• Extract to read:
American historian and professor (born 1949)

Jeffrey Thomas Sammons (born 1949) is an American historian and professor. His areas of research and interest include African-American history, military history, and sports history. He is the author of Beyond the Ring: The Role of Boxing in American Society and co-author of Harlem's Rattlers and the Great War: The Undaunted 369th Regiment and the African American Quest for Equality. He is currently a professor of history at New York University (NYU).

==Education==
In 1967, Sammons graduated from Bridgeton High School in New Jersey. He earned his Bachelor of Arts degree in history from Rutgers College. He graduated magna cum laude and was elected to the Phi Beta Kappa honor society in 1971. Three years later, Sammons graduated from Tufts University with his master's degree in history. In 1982, after earning various fellowships, he graduated from the University of North Carolina with his Ph.D. in American history.

==Career==
===Educator===
After graduating from the University of North Carolina, Sammons worked at the University of Houston as an assistant professor of history. From 1983 to 1984, he was the postdoctoral fellow at the University of Cape Town in South Africa. He has also taught at Princeton University and Hollins College. Since 1989, Sammons has taught history at NYU. For some time, he served as the NYU history department director of graduate studies.

• Complete the following:
**1.** List every school the Sammons biography says he graduated from.
**2.** Write the next part of the Sammons biography, picking up after its final sentence.

• Supplied information:
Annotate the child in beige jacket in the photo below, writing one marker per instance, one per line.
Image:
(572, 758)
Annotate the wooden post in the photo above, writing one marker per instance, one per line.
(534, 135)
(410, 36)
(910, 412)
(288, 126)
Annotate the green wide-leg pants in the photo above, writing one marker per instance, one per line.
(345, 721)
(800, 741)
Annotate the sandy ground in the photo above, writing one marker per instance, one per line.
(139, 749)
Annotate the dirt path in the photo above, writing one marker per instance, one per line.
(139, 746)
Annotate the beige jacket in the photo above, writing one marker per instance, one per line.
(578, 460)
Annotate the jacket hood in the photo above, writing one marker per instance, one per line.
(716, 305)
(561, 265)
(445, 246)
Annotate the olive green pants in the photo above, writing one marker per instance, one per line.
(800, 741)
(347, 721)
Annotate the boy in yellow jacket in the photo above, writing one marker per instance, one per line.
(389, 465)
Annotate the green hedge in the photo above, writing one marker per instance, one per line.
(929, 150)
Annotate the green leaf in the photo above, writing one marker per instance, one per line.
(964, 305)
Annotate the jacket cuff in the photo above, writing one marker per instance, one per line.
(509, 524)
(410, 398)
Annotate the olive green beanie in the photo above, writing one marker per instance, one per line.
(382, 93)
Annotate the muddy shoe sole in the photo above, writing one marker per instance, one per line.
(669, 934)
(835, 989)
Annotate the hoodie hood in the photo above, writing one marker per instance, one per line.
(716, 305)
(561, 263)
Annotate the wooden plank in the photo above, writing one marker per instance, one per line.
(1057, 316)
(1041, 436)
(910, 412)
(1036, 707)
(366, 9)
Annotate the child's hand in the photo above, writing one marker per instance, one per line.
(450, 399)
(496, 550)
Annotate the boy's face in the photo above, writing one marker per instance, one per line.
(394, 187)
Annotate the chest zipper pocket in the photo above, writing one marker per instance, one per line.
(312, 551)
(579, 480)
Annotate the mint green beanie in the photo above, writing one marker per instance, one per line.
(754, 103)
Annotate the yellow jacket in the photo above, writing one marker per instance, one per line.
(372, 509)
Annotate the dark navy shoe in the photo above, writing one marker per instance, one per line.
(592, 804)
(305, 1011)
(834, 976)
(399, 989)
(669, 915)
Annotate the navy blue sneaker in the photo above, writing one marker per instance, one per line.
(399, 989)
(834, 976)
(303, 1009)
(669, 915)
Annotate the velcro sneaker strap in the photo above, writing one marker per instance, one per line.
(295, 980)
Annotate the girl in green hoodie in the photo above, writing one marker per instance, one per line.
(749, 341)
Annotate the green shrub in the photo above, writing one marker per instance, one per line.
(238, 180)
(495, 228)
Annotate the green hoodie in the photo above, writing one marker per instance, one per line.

• Per-task answers:
**1.** Bridgeton High School, Rutgers College, Tufts University, University of North Carolina

**2.**
He is involved with numerous foundations and fundraisers, such as the Julius Chamber Invitational for the NAACP Legal Defense and Educational Fund, Clearview Legacy Foundation, and USGA/PGA African-American Golf Archive. Sammons holds the positions of president and secretary of the Beta chapter of Phi Beta Kappa at NYU. He is also the national senator of the Phi Beta Kappa Society. Currently, Sammons is a history adviser for the World War I Centennial Commission. He is a member of the museum and library committee of the US Golf Association.

===Writer===
In 1987, as a Henry Rutgers Research Fellow, Sammons finished writing his first book Beyond the Ring: The Role of Boxing in American Society.

His 2001 research fellowship from the Schomburg Center for Research in Black Culture and History and 2001 National Endowment for the Humanities fellowship led him to thoroughly research and write the book Harlem's Rattlers and the Great War: The Undaunted 369th Regiment and the African American Quest for Equality with historian Dr. John H. Morrow, Jr.

Sammons has served on the editorial boards of the publications The Journal of Sport History and Sport and Social Issues.

He has been a consultant for various documentary projects and television programs, including the PBS program American Experience.

As of 2014, he was working on a book about race and golf.

==Publications==
- Beyond the Ring: The Role of Boxing in American Society (1988). ISBN 978-0252014734
- "Race and Sport: A Critical Historical Examination" published in Journal of Sport History (1994)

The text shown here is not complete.